━━━ Excerpt to read
Many staff groups – including teachers, nurses, ambulance workers, barristers, civil servants, junior doctors and consultants – deemed the situation untenable and voted to strike, making pandemic recovery more difficult again. The government has resolved some of this industrial action (though, crucially for hospital performance, not with junior doctors and consultants), but Performance Tracker 2023 finds that the government’s approach likely extended strikes’ duration and so their level of disruption.

For years, the government has prioritised short-term decisions and pushed problems into the future. The result is a ‘doom loop’ where perpetual crises in public services put more pressure on staff and focus government attention on getting through the next news cycle, rather than prudent longer term thinking.
━━━━━━
━━━ Dataset
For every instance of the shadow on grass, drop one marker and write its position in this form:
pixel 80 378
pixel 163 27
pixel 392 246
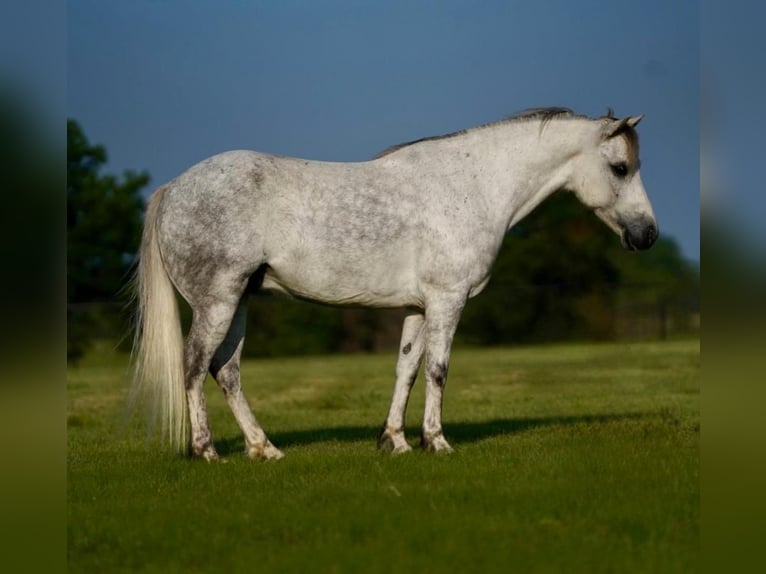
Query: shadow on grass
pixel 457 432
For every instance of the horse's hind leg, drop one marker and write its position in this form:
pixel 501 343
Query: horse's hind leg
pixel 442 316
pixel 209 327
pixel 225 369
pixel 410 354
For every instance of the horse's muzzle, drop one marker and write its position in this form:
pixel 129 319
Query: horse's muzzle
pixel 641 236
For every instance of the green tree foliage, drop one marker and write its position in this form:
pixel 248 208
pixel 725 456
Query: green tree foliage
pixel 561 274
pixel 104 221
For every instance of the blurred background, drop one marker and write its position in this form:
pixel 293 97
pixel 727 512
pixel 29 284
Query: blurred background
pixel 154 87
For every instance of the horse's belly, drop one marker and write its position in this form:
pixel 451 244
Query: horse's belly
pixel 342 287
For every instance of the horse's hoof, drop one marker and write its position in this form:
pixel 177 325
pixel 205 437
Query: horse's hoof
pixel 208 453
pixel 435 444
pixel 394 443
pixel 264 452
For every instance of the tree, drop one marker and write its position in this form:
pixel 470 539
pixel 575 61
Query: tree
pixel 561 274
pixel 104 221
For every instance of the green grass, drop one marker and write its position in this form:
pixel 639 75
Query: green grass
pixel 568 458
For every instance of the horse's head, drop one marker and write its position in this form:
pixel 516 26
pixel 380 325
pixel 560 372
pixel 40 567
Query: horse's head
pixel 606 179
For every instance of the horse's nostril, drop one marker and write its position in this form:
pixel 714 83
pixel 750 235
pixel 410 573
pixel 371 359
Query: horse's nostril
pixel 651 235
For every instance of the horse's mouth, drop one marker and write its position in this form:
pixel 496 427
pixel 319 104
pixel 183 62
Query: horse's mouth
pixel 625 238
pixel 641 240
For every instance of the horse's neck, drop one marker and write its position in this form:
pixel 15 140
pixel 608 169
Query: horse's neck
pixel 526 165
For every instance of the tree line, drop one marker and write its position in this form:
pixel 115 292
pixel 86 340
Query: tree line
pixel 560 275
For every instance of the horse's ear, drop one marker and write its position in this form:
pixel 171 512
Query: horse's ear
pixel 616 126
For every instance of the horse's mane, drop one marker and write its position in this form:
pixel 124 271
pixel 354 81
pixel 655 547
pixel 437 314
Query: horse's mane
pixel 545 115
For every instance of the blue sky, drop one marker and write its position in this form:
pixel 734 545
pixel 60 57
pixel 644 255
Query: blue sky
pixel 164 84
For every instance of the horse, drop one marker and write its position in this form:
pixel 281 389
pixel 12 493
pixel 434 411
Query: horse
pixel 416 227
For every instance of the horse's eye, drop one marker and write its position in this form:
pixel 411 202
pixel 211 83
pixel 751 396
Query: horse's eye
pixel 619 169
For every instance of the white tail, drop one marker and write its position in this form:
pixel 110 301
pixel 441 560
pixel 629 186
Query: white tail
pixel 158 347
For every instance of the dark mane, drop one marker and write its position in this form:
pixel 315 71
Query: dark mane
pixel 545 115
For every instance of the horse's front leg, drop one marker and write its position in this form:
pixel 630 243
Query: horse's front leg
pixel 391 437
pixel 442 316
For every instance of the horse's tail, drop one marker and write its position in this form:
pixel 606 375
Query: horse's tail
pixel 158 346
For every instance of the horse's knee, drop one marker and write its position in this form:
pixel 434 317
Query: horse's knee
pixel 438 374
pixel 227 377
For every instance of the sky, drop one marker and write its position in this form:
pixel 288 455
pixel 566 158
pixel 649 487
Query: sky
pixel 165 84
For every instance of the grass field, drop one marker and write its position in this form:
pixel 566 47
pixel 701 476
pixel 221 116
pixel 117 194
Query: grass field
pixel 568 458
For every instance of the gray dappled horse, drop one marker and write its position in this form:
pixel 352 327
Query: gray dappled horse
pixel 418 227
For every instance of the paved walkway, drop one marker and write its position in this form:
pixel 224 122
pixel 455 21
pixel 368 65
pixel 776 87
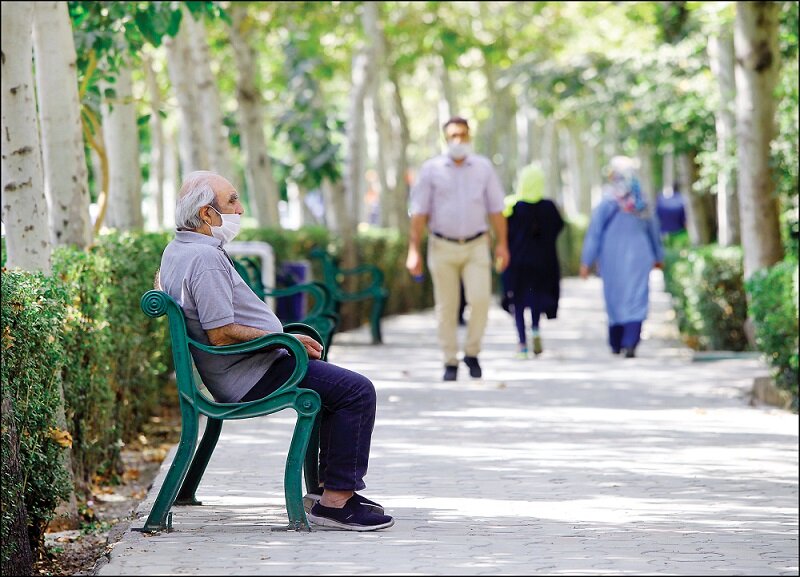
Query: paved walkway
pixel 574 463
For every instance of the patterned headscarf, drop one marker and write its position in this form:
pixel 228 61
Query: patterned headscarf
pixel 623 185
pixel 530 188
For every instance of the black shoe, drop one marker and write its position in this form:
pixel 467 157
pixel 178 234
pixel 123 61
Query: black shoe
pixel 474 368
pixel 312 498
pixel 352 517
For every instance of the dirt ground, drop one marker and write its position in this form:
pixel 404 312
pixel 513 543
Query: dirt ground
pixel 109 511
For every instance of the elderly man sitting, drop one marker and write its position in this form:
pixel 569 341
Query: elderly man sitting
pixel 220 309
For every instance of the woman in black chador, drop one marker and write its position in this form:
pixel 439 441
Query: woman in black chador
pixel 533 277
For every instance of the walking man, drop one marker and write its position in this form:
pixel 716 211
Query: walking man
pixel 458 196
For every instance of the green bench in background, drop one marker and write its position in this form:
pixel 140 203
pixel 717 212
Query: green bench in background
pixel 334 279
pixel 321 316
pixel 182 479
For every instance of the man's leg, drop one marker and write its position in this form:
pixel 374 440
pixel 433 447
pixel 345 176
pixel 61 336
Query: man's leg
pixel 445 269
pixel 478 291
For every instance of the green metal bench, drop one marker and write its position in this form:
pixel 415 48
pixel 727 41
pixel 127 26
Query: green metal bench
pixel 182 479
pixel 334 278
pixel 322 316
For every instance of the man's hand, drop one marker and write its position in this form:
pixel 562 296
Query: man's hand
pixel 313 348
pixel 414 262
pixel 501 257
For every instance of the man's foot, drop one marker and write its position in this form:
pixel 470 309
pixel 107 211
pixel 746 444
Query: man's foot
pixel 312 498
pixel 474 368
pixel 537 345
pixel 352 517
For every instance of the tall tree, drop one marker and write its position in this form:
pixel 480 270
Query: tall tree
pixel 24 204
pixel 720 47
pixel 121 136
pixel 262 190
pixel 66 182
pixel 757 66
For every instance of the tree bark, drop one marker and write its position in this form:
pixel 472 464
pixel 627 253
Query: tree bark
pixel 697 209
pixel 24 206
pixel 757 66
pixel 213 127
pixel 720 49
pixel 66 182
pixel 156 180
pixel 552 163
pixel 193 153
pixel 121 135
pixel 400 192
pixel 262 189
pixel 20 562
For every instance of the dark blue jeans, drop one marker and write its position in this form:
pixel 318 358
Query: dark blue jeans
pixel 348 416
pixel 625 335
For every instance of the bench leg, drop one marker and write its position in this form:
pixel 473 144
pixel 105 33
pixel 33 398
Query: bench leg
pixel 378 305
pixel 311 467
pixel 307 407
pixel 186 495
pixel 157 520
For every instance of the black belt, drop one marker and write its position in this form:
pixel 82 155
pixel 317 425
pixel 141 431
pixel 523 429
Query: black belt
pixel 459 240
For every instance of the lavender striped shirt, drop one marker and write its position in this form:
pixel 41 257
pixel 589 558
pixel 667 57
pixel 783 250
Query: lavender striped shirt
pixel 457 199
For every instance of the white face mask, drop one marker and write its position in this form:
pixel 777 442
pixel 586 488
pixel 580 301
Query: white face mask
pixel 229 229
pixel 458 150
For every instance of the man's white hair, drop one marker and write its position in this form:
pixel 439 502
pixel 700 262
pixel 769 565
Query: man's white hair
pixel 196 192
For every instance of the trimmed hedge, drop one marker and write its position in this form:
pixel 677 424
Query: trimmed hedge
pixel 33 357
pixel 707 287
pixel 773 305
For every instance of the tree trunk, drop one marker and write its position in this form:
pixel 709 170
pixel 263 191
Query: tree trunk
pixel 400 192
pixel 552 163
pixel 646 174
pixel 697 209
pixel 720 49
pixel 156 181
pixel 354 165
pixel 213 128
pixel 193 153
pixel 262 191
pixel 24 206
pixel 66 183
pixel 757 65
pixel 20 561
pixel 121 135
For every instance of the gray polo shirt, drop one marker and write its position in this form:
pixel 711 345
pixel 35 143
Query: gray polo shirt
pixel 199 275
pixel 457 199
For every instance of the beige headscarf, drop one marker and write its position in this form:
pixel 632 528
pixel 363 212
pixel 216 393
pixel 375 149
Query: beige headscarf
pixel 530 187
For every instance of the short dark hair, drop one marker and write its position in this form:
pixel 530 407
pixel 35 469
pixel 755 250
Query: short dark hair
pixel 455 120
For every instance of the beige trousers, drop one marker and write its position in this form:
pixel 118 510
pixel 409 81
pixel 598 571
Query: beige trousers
━━━━━━
* _Problems to solve_
1. Translate this sentence from the passage on public services into Spanish: "For years, the government has prioritised short-term decisions and pushed problems into the future."
2. Write the next few sentences of the passage on public services, continuing after its final sentence.

* _Responses to the exercise_
1. Durante años, el gobierno ha priorizado las decisiones a corto plazo y ha aplazado los problemas hacia el futuro.

2.
Current spending plans will likely mean further declines in performance

When it was first announced, the 2021 spending review (which runs until the end of 2024/25) looked relatively generous. But higher than forecast inflation and pay deals has gradually eroded that generosity. The government topped up some services – the NHS, schools, and adult social care – at the 2022 autumn statement, leaving the rest to make do with cash settlements that are now worth far less than in 2021. We forecast that of the nine public services we cover, only police has sufficient funding to return to pre-pandemic performance levels by the end of this spending review period. Even then, that is only because of a relatively high settlement in the three years before 2021.

The outlook for the next spending review is worse. Both parties have committed to plans which see resource spending rise by 1% in real terms per year. Given commitments on the NHS Long term workforce plan, defence spending and foreign aid, that implies average cuts of 1.2% per year in real terms for other public services.